> _Excerpt provided_:
******
Future design of highly active molecular OER catalysts may also benefit from the knowledge available in the heterogeneous catalysis community, where OER materials with reduced overpotentials have been successfully predicted by means of DFT calculations and scaling relations. An instructive example is the recent computer-aided design of a ternary Co, Fe, and W oxide material which exhibited a record low overpotential in alkaline electrolyte¹⁸. Therein, the optimal binding of the HO\({}^{\ast}\) intermediate of the ternary system was tailored by combining pure metal oxides and oxyhydroxides with weak and strong binding energies. By analogy, in molecular systems, we envisage that a similar effect could be achieved by altering the transition metal center to produce a favorable binding energy. The blending of features of two homogeneous catalysts is, however, a more challenging process. Particularly, we anticipate that replacing the metal center in molecular systems may lead to a more drastic effect on the electronic structure compared to doping of heterogeneous systems, where the effect is more distributed throughout the system. This may completely change the OER descriptor value and lead to a different PLS, illustrating the innate difficulty in tuning catalysts involving many ETs and intermediates.
******
> _Supplied material_:
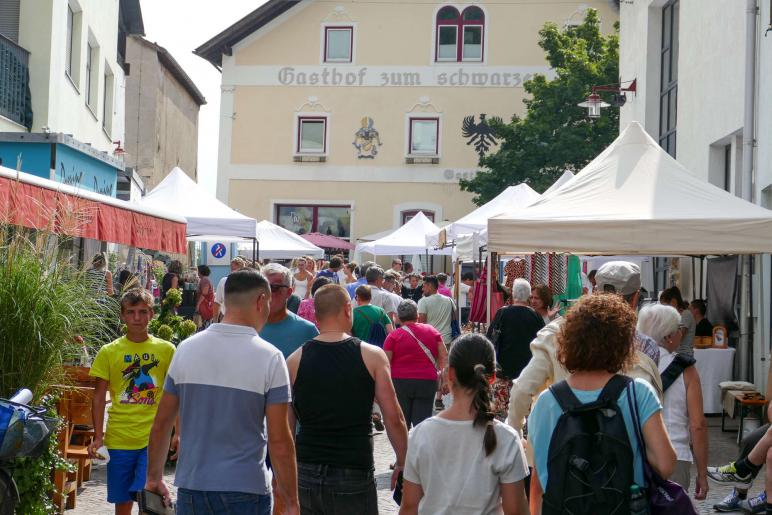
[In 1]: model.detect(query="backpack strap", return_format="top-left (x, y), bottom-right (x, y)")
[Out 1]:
top-left (660, 354), bottom-right (697, 393)
top-left (598, 374), bottom-right (633, 404)
top-left (550, 380), bottom-right (582, 413)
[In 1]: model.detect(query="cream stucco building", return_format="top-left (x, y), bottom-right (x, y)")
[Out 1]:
top-left (196, 0), bottom-right (618, 248)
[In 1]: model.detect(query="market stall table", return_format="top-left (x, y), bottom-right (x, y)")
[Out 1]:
top-left (694, 349), bottom-right (735, 413)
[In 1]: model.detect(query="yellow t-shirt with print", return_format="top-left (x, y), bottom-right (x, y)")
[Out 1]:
top-left (89, 336), bottom-right (175, 450)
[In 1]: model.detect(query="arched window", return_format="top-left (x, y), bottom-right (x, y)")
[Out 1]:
top-left (435, 6), bottom-right (485, 62)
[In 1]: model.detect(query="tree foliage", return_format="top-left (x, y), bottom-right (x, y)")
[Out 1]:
top-left (461, 9), bottom-right (619, 205)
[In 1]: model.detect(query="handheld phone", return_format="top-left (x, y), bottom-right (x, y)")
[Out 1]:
top-left (139, 490), bottom-right (176, 515)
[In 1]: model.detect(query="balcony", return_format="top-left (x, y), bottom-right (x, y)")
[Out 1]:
top-left (0, 34), bottom-right (32, 130)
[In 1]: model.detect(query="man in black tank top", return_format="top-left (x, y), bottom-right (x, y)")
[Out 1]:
top-left (287, 284), bottom-right (407, 515)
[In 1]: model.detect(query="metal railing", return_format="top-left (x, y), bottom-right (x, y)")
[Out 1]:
top-left (0, 34), bottom-right (32, 129)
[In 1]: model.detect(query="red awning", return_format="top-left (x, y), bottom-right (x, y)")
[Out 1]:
top-left (0, 172), bottom-right (187, 254)
top-left (300, 232), bottom-right (354, 250)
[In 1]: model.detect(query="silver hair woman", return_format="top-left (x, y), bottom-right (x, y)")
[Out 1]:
top-left (638, 304), bottom-right (708, 499)
top-left (382, 300), bottom-right (448, 428)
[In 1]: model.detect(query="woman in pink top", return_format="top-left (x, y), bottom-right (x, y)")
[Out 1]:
top-left (383, 299), bottom-right (448, 428)
top-left (298, 277), bottom-right (332, 325)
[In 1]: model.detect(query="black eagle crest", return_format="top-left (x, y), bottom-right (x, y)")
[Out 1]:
top-left (461, 113), bottom-right (503, 157)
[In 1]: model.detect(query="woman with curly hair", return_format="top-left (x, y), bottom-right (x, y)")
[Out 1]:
top-left (400, 334), bottom-right (528, 515)
top-left (528, 294), bottom-right (676, 513)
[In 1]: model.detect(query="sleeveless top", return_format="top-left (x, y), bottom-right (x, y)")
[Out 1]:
top-left (292, 337), bottom-right (375, 470)
top-left (86, 268), bottom-right (107, 293)
top-left (659, 347), bottom-right (692, 462)
top-left (293, 276), bottom-right (308, 300)
top-left (161, 272), bottom-right (177, 300)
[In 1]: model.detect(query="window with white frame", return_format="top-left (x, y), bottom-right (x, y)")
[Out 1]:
top-left (86, 41), bottom-right (99, 112)
top-left (324, 26), bottom-right (354, 63)
top-left (295, 116), bottom-right (327, 154)
top-left (408, 118), bottom-right (440, 156)
top-left (435, 6), bottom-right (485, 62)
top-left (102, 63), bottom-right (115, 135)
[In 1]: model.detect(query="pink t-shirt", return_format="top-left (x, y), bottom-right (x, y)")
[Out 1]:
top-left (383, 323), bottom-right (444, 380)
top-left (298, 297), bottom-right (316, 325)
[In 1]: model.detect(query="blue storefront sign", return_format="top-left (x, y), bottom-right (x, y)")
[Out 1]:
top-left (0, 134), bottom-right (123, 197)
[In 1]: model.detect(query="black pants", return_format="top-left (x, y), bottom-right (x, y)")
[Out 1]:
top-left (737, 424), bottom-right (769, 479)
top-left (392, 379), bottom-right (437, 429)
top-left (298, 462), bottom-right (378, 515)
******
> _Aim of the exercise_: Which metals make up the ternary oxide material in the passage on OER catalyst design?

> _Complete output_: Co, Fe, and W.